▶ _Your objective_: Rewrite all of these items, requests included, scaling every box coordinate in the answers by 1.75 and rounding to the nearest whole number, with halves rounded up. Leave the pictures out.
* * * *
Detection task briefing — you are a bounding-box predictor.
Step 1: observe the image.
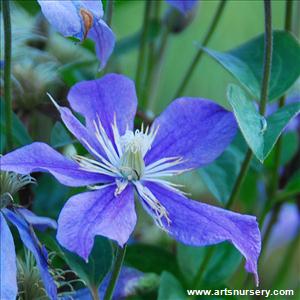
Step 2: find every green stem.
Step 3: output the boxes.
[225,148,253,209]
[272,229,300,288]
[103,244,126,300]
[173,0,227,99]
[262,0,293,219]
[143,28,170,111]
[135,0,152,96]
[89,286,100,300]
[193,247,216,288]
[226,0,273,208]
[2,0,13,151]
[194,0,273,288]
[105,0,114,26]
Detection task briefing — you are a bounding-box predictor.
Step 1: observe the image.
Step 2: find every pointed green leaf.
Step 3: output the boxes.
[198,134,247,204]
[204,30,300,100]
[50,122,74,148]
[157,272,187,300]
[64,236,113,287]
[227,85,300,162]
[177,243,242,287]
* * * *
▶ _Response for this exercise_:
Detection task briefing — you are a bounding-box predictor.
Step 1: observe the image.
Step 2: find every green stem.
Step 3: output the boxes.
[394,259,443,366]
[476,401,525,504]
[180,427,221,525]
[303,0,397,173]
[459,0,513,383]
[250,49,298,194]
[236,0,266,168]
[156,501,175,525]
[338,432,378,504]
[396,0,478,364]
[4,0,23,264]
[340,0,478,504]
[184,0,200,46]
Detection task briefing — you are a bounding-box predictor.
Step 1: observe the image.
Step 2: find every pointed green leaf.
Step 3: output the boxes.
[347,235,432,357]
[357,53,525,175]
[88,214,130,259]
[275,476,327,525]
[112,413,198,502]
[397,149,525,284]
[310,425,424,502]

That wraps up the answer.